◆ **Records supplied**
————

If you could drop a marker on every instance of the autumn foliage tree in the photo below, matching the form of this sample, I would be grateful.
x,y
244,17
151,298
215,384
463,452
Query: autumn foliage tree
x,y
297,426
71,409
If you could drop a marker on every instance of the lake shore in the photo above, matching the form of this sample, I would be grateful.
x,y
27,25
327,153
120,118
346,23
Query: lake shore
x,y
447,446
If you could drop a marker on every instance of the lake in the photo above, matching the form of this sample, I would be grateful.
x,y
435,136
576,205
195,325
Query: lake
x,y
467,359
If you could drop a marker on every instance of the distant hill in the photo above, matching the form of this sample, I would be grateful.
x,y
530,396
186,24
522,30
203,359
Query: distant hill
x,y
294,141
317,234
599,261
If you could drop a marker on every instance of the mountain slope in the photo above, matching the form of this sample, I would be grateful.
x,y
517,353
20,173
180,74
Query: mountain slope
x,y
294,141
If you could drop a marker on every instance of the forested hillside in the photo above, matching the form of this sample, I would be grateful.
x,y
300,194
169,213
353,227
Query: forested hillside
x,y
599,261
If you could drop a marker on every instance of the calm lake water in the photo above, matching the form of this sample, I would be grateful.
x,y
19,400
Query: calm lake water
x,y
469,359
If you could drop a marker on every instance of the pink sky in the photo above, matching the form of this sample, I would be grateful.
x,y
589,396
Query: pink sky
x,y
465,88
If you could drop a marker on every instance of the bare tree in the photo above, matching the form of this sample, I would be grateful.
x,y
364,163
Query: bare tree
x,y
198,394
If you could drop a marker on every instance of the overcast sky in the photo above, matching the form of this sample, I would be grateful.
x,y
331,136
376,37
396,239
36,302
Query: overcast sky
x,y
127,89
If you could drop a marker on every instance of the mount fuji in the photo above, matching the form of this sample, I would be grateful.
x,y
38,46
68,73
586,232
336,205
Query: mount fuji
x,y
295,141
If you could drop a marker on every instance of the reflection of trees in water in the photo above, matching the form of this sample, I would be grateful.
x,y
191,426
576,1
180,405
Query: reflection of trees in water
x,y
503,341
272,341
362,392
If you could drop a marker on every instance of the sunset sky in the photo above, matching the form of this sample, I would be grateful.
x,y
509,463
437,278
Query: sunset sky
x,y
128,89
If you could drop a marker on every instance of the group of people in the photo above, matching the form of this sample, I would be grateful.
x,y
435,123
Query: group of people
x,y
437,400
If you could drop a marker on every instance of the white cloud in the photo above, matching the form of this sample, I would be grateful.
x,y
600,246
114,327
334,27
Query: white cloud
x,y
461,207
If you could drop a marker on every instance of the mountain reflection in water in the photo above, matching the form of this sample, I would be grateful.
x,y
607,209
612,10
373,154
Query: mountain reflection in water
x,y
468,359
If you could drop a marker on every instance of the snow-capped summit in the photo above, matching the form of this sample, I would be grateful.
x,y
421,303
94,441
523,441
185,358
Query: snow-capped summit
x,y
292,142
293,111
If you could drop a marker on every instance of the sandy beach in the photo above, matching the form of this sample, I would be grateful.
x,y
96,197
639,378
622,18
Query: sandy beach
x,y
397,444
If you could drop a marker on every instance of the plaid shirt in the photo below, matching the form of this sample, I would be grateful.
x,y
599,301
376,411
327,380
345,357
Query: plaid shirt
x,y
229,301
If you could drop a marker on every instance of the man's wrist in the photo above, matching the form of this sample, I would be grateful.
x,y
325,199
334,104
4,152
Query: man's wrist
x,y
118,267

————

◆ **The problem**
Output each record exactly, leaving nothing out.

◆ **Answer**
If you could drop a marker on every instance of the autumn foliage tree in the photo below, matching the form of this sample, I would be grateful.
x,y
244,17
151,298
215,384
463,452
Query: autumn foliage tree
x,y
297,426
71,409
If you could drop a marker on every instance of the lake shore in the photo above, matching the form of this sample, I would be grateful.
x,y
27,25
327,153
120,118
346,23
Query: lake shore
x,y
447,446
If you could drop a marker on every instance of the lake in the photo above, matching the form of this sample, I would be grateful.
x,y
435,136
576,205
195,325
Query: lake
x,y
467,359
If you could drop a marker on every instance of the distant hill in the photo above, matching the form of this sample, I would be grateful.
x,y
530,396
186,24
522,30
203,359
Query: distant hill
x,y
294,141
317,234
599,261
If you could drop a marker on every instance of the mountain slope in the photo above, matching the form of this sample, I would be grateful.
x,y
517,353
20,173
180,74
Query: mountain slope
x,y
294,141
If you could drop a marker on every instance of the forested hillside in the photo above, matching the form of this sample, I would be grateful.
x,y
300,194
169,213
353,227
Query: forested hillside
x,y
599,261
If you could drop a marker on every instance of the calm lake water in the photo above, matching the form of this sample, I would be grateful.
x,y
19,400
Query: calm lake water
x,y
469,359
If you could drop a marker on every instance of the pink sky in the photo above, matching the form of this sample, I would be grateful.
x,y
589,396
Query: pink sky
x,y
465,88
If you could drop a marker on every instance of the bare tree in the photo above, matching the form of this sample, I would be grateful.
x,y
364,163
Query: bare tree
x,y
198,394
If you could drop a marker on every instance of the overcast sky in the photo above, matching the form of this sample, I would be grateful.
x,y
331,136
376,37
396,239
36,302
Query: overcast sky
x,y
127,89
If you could drop a marker on every instance of the mount fuji in the photo above, matching the form of this sample, I would be grateful.
x,y
38,46
68,73
586,232
336,205
Query: mount fuji
x,y
295,141
If you could drop a marker on every instance of the reflection of trees in water in the photo above, matching the form of this sample, I would be grateful.
x,y
191,426
576,1
180,405
Query: reflection of trees in water
x,y
503,341
272,341
362,392
If you could drop a marker on every instance of the sunset sky in the photo above, matching the form of this sample, I would be grateful.
x,y
509,463
437,278
Query: sunset sky
x,y
128,89
If you could drop a marker on every instance of the group of people in the photo above, matching the form of this sample, I would be grateful.
x,y
435,123
Query: group of people
x,y
437,400
If you could drop a marker on every instance of the white cloud in the photo above, matching the form of this sample, I would be grateful.
x,y
600,246
114,327
334,27
Query: white cloud
x,y
461,207
If you could drop a marker on every instance of the mountain reflection in water in the photo above, matching the form of this sample, I would be grateful.
x,y
607,209
612,10
373,154
Query: mountain reflection in water
x,y
468,359
If you could drop a marker on every instance of the snow-capped summit in the photo above, matching the form of this sample, I would be grateful.
x,y
421,303
94,441
523,441
185,358
Query: snow-capped summit
x,y
292,142
293,111
If you could drop a marker on every instance of the sandy beach in the photo above, matching the form of this sample, I would be grateful.
x,y
96,197
639,378
622,18
Query: sandy beach
x,y
397,444
If you could drop a marker on every instance of the plaid shirt in the photo below, matching the form of this sample, I would be grateful.
x,y
599,301
376,411
327,380
345,357
Query: plaid shirt
x,y
229,301
If you could drop a marker on every instance of the man's wrist in the photo above, matching the form of this sample, I would be grateful.
x,y
325,199
334,104
4,152
Query: man's wrist
x,y
118,267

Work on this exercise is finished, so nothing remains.